**** TEXTE D’EXERCICE ****

Avant-dernier à s’exécuter comme à Tremblant, le Québécois a réalisé un périlleux arrière avec deux vrilles sur le saut du haut. Jouant de prudence, il s’est contenté d’un 720 désaxé sur celui du bas.

Sa technique impeccable entre les bosses a changé la donne. Il s’est installé au premier rang avec 83,28 points, juste assez pour exercer de la pression sur Horishima.

Dernier à s’élancer après avoir mené la finale 1, le Japonais n’a pas été en mesure d’inquiéter son éternel rival, même s’il a ajouté une rotation supplémentaire sur le tremplin du bas. Il a reçu 81,98 points pour son effort. Son compatriote Kosuke Sugimoto (79,02) a complété le podium, le premier de sa carrière.

« Je suis vraiment content de ma journée, c’est une quatrième victoire en ligne, a rappelé Kingsbury. La piste à Deer Valley n’est pas facile. C’est une des plus difficiles au monde, surtout avec les conditions chaudes d’aujourd’hui. Encore une fois, une super belle bataille avec Ikuma. C’est toujours agréable d’être avec lui en haut de la piste pour skier une super finale. »

L’athlète de 29 ans monte donc sur son 100e podium à son 119e départ, pour une moyenne ahurissante de 84 %. « C’est vraiment spécial. Honnêtement, je n’aurais jamais pensé me rendre jusque-là. »

Vendredi, Kingsbury prendra le départ de la deuxième compétition à Deer Valley sans arrière-pensée, même s’il s’agit de la dernière course avant les Jeux olympiques de Pékin.

**** DONNÉES FOURNIES ****

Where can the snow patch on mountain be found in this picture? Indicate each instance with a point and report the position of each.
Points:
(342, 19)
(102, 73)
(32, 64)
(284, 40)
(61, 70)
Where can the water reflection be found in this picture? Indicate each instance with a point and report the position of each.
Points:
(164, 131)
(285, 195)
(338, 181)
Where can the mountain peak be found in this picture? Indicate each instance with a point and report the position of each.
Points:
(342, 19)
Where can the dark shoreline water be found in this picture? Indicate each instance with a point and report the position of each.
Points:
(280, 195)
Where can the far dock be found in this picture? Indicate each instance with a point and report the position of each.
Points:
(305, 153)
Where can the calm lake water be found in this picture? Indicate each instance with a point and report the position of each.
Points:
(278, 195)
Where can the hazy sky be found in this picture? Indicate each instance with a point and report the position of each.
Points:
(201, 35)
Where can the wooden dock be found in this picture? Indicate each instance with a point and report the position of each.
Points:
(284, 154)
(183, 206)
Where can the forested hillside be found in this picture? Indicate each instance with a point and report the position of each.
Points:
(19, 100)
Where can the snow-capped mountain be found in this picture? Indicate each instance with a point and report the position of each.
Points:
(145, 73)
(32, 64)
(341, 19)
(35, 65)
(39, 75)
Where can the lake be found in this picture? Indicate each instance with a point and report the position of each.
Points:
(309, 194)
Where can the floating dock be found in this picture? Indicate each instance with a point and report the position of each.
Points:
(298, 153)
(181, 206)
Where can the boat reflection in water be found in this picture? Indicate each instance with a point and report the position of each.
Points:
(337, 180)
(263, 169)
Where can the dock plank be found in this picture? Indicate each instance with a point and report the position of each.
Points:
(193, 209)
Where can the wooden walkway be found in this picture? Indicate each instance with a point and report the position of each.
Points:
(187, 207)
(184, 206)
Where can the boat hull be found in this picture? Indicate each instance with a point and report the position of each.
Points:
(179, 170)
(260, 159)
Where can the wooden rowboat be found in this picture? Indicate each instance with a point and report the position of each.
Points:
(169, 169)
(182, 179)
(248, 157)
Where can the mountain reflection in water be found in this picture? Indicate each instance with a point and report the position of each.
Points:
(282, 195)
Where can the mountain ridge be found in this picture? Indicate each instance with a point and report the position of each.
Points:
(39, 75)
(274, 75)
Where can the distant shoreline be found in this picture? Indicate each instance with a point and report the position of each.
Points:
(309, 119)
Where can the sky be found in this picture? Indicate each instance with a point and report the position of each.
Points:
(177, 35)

****
**** DONNÉES FOURNIES ****

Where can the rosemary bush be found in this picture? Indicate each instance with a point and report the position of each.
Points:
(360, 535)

****

- **CONSIGNE A**
Dans le texte sur la course de bosses à Deer Valley, combien de points Kingsbury a-t-il reçus pour prendre le premier rang ?
- **CONSIGNE B**
Reprenez le texte sur la course de bosses à Deer Valley à la suite de sa dernière phrase.
Les lignes n’ont aucun rôle dans cet exercice.

- **RÉPONSE A**
83,28 points.

- **RÉPONSE B**
« Je connais mes limites. Ce n’est pas ma première finale. Je ne vais pas pousser de la manière dont [McQuinn] l’a fait. Lui, il n’a rien à perdre. Ikuma et moi, on se bat pour de gros points juste avant les Jeux et pour le globe de cristal. Sans dire que je n’ai pas le choix, je veux faire la course. Je me sens en plein contrôle et pas nécessairement en danger. »

Dumais, 11e

Les Québécois Laurent Dumais (11e) et Gabriel Dufresne (13e) se sont arrêtés en finale 1. Dumais, le plus rapide de ce tour, a connu un léger déséquilibre après la réception d’un spectaculaire 1080 en haut de parcours. Après ses 15e et 14e places à Tremblant, le skieur de Québec semble se remettre de mieux en mieux d’une hernie discale qui lui a fait rater les trois premières étapes de la saison.

Dumais regrettait seulement un « mauvais ajustement » au changement de température.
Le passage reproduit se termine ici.